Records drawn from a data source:

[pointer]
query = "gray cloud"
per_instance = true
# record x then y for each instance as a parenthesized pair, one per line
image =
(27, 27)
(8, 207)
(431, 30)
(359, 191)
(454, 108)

- What is expected
Retype every line of the records above, keeping each character unchanged.

- Worked solution
[pointer]
query = "gray cloud"
per_instance = true
# record x then y for each instance as a parenthesized pair, one per line
image =
(27, 27)
(8, 207)
(431, 30)
(359, 191)
(454, 108)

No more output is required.